> Given text:

* Start *

Omg...Lonely...Dude I JUST SHOWED U CCLEANER...Dude give some credit...Also Heres what u gotta do...
Hold these keys:
Crtl + Alt + Delete
Then at the top there are these tabs...Click the one called processes.
Look for programs u know and that u arnt usin but they are still runnin...hit end process (Warning do not end somthing that u are workin on Ex: Word document it will not save or anythin.)


----------



## Aurali (Jun 29, 2008)

Um. Hackfox. Why exactly would he wanna do that? Just curious.


----------



## Hackfox (Jun 29, 2008)

cuts down on ur RAM usage.


----------



## Aurali (Jun 30, 2008)

There. Are better ways to do that.. depending on the OPs OS.


----------



## Hackfox (Jun 30, 2008)

meh well im just suggestin simple ones if he/she is experienced i can offer alot better ones lol


----------



## Pi (Jun 30, 2008)

Hackfox said:


> Look for programs u know and that u arnt usin but they are still runnin...hit end process



You can't be serious.

If you are, then explain to me the purpose of the following:

csrss.exe
svchost.exe
winlogon.exe
smss.exe


----------



## verix (Jun 30, 2008)

Pi said:


> You can't be serious.
> 
> If you are, then explain to me the purpose of the following:
> 
> ...


You question Hackfox?


----------



## Hackfox (Jun 30, 2008)

verix said:


> You question Hackfox?

* End *

> Raw listing:
* Start *

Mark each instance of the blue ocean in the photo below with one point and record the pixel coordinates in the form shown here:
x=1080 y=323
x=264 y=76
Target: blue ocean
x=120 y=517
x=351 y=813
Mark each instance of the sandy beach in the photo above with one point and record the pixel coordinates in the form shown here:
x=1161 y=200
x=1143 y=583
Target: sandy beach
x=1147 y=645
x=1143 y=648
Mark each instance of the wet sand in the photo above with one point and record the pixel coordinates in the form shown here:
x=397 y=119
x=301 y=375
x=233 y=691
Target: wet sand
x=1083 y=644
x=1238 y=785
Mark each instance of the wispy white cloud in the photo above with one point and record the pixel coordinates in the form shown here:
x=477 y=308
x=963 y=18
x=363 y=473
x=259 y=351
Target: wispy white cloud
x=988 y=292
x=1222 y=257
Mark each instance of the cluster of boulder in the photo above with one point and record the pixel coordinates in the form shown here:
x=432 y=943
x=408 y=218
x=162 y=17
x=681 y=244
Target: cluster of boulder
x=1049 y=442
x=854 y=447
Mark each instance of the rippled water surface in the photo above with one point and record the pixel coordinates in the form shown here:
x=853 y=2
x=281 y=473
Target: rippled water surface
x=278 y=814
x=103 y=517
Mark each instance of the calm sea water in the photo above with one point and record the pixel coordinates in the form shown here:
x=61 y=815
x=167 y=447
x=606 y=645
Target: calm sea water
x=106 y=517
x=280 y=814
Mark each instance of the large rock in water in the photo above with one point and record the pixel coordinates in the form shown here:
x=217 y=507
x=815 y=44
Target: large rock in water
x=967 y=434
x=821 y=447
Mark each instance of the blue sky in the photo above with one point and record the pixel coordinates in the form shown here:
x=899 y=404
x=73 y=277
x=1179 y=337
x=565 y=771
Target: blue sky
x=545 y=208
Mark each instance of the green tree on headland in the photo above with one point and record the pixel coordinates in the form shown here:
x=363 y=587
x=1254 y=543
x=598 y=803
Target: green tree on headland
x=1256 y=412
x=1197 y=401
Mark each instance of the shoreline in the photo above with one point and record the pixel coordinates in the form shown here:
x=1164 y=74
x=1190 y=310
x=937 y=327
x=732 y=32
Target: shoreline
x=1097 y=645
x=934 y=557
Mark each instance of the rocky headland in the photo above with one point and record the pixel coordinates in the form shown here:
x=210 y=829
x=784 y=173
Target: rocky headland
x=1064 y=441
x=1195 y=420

* End *

> Set problem: Write out everything in the forum thread from "Omg...Lonely...Dude I JUST" down to "save or anythin.)", putting "spreadsheet" in place of "Word document". You won't need the listing for anything here.

> Response:
Omg...Lonely...Dude I JUST SHOWED U CCLEANER...Dude give some credit...Also Heres what u gotta do...
Hold these keys:
Crtl + Alt + Delete
Then at the top there are these tabs...Click the one called processes.
Look for programs u know and that u arnt usin but they are still runnin...hit end process (Warning do not end somthing that u are workin on Ex: spreadsheet it will not save or anythin.)